Work to complete: Go through the records and show each line where the word "background" occurs.

Raw data:
■ ■ ■ ■
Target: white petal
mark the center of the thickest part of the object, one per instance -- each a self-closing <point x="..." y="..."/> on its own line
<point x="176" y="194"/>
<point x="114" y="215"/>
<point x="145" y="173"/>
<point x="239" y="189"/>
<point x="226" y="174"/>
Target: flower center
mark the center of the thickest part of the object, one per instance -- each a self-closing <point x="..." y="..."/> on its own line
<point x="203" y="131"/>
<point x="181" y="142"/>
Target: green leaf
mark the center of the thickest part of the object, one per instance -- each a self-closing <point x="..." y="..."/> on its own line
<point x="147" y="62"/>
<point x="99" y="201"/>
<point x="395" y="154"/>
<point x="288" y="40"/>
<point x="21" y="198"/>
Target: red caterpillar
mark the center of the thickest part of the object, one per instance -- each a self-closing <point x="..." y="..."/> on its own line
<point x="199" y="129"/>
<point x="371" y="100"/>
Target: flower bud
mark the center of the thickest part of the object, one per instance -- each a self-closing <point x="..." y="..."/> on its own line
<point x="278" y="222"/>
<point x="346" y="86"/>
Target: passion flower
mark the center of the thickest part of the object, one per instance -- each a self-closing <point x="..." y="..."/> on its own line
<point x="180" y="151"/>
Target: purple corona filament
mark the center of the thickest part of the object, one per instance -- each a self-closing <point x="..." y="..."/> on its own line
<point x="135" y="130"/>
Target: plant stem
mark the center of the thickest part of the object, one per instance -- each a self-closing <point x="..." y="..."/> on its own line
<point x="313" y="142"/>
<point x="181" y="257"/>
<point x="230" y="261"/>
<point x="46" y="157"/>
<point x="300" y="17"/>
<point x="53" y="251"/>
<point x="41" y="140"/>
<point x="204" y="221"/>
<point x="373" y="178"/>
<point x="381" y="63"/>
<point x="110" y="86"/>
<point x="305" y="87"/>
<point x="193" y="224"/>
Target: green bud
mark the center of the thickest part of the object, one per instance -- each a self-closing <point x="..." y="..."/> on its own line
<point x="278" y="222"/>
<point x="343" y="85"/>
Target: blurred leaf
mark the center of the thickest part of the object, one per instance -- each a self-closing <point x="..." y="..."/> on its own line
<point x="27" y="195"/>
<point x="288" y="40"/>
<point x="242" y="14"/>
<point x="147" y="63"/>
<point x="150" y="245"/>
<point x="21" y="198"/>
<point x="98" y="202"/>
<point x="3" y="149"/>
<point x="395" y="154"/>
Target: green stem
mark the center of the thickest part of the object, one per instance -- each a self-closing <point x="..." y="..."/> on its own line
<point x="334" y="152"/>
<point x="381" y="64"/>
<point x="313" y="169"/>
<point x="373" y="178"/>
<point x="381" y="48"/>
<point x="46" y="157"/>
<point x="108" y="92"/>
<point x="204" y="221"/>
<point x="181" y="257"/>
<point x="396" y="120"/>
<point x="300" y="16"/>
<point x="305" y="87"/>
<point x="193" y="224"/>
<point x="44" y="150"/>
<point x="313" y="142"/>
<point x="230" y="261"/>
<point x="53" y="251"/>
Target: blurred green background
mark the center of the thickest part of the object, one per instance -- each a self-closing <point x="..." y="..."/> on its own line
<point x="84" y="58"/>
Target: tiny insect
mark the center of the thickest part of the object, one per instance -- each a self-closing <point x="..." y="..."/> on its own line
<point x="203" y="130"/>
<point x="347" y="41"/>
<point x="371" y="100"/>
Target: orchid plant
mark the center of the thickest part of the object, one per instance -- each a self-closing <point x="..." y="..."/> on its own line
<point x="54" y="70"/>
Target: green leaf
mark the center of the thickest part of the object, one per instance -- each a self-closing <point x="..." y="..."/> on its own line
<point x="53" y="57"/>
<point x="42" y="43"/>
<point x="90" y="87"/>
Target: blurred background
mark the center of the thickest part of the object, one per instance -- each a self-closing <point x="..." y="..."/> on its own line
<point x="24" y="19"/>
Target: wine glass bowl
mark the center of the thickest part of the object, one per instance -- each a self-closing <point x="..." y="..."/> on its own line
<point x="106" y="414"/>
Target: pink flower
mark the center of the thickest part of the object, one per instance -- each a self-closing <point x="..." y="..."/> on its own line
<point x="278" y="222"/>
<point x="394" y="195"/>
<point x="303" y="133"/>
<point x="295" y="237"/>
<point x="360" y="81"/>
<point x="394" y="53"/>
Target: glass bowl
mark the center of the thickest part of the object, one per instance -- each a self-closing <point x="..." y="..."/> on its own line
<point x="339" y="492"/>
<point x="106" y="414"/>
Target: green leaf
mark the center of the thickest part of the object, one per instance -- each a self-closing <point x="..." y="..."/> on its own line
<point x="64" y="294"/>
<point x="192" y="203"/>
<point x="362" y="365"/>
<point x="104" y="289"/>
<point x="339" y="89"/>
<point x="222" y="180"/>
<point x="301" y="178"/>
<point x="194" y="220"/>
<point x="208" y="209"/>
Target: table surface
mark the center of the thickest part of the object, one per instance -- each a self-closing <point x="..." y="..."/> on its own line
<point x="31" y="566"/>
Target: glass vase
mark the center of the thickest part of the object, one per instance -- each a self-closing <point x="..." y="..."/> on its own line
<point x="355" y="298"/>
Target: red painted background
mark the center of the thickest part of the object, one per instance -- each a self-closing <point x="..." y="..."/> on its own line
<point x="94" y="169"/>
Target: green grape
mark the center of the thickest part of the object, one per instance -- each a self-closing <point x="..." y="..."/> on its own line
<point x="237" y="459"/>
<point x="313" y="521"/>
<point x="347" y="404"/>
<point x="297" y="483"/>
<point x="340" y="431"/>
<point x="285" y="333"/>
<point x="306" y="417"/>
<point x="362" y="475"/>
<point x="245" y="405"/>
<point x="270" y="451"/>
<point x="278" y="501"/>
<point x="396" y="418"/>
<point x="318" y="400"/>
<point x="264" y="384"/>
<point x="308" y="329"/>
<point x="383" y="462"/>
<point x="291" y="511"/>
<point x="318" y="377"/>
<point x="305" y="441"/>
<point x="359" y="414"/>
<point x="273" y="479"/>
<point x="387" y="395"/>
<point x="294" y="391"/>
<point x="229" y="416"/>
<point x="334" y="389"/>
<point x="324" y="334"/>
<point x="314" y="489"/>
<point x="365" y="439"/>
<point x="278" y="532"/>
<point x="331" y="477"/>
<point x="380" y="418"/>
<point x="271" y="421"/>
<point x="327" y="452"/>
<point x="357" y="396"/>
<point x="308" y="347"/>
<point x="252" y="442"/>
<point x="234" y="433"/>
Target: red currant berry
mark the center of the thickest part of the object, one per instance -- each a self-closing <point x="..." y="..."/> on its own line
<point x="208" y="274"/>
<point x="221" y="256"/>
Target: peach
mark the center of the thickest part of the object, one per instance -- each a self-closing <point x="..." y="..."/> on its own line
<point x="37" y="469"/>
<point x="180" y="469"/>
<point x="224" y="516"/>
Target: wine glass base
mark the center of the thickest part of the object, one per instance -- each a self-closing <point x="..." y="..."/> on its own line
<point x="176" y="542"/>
■ ■ ■ ■
Task output:
Target: blurred green background
Target: blurred background
Target: red painted background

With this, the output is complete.